# Problems and tasks:
a. In the Opportunity rover passage below, toward what do the rover's controllers plan to send Opportunity?
b. Answer yes or no for each statement according to the Opportunity rover passage below, and quote the words of the passage that settle it: (i) Dr. Steve Squyres is affiliated with Cornell University. (ii) The clues gathered so far show how long ago liquid water covered the area. (iii) Spirit is described as Opportunity's twin.
c. Extend the Opportunity rover passage below, picking up after its final sentence.

NASA’s Opportunity rover has demonstrated some rocks on
Mars probably formed as deposits at the bottom of a body of
gently flowing saltwater.
"We think Opportunity is parked on what was once the
shoreline of a salty sea on Mars," said Dr. Steve Squyres of
Cornell University, Ithaca, N.Y., principal investigator for
the science payload on Opportunity and its twin Mars
Exploration Rover, Spirit.
Clues gathered so far do not tell how long or how long ago
liquid water covered the area. To gather more evidence, the
rover’s controllers plan to send Opportunity out across a
plain toward a thicker exposure of rocks in the wall of a
crater.
NASA’s Associate Administrator for Space Science Dr. Ed
Weiler said, "This dramatic confirmation of standing water in
Mars’ history builds on a progression of discoveries about
that most Earthlike of alien planets. This result gives us
impetus to expand our ambitious program of exploring Mars to
learn whether microbes have ever lived there and, ultimately,
whether we can."

# Record set:
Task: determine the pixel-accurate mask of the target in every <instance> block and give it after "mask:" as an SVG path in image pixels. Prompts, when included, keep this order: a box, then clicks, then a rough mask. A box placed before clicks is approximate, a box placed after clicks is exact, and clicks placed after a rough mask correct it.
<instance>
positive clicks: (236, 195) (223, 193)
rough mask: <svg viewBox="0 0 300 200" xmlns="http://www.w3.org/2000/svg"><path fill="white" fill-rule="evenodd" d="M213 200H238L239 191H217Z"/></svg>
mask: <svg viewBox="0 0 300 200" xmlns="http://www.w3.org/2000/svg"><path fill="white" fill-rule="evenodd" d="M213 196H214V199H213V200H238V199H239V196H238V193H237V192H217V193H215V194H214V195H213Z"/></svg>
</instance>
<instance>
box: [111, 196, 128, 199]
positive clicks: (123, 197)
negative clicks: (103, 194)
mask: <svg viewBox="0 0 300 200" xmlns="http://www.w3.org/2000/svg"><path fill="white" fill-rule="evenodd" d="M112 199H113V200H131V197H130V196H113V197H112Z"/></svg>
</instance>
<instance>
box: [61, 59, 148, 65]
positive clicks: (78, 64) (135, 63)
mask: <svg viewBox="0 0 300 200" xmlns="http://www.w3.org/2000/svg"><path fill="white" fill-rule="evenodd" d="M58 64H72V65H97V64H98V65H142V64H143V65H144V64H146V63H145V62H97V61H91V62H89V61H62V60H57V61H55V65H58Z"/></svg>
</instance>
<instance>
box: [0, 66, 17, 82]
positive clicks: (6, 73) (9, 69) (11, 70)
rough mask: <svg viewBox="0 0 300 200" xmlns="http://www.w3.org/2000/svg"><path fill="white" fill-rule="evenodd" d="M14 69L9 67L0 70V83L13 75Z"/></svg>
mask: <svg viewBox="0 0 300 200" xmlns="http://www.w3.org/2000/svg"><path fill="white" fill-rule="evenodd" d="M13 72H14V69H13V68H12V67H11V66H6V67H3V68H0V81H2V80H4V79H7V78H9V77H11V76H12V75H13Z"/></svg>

# List of answers:
a. Across a plain toward a thicker exposure of rocks in the wall of a crater.

b.
(i) Yes: "Dr. Steve Squyres of Cornell University, Ithaca, N.Y."
(ii) No: "Clues gathered so far do not tell how long or how long ago liquid water covered the area."
(iii) Yes: "its twin Mars Exploration Rover, Spirit."

c.
"Bedding patterns in some finely layered rocks indicate the
sand-sized grains of sediment that eventually bonded together
were shaped into ripples by water at least five centimeters
(two inches) deep, possibly much deeper, and flowing at a
speed of 10 to 50 centimeters (four to 20 inches) per
second," said Dr. John Grotzinger, rover science-team member
from the Massachusetts Institute of Technology, Cambridge,
Mass.
In telltale patterns, called crossbedding and festooning,
some layers within a rock lie at angles to the main layers.
Festooned layers have smile-shaped curves produced by
shifting of the loose sediments’ rippled shapes under a
current of water.
"Ripples that formed in wind look different than ripples
formed in water," Grotzinger said. "Some patterns seen in
the outcrop that Opportunity has been examining might have
resulted from wind, but others are reliable evidence of water
flow," he said.
According to Grotzinger, the environment at the time the
rocks were forming could have been a salt flat, or playa,
sometimes covered by shallow water and sometimes dry. Such
environments on Earth, either at the edge of oceans or in
desert basins, can have currents of water that produce the
type of ripples seen in the Mars rocks.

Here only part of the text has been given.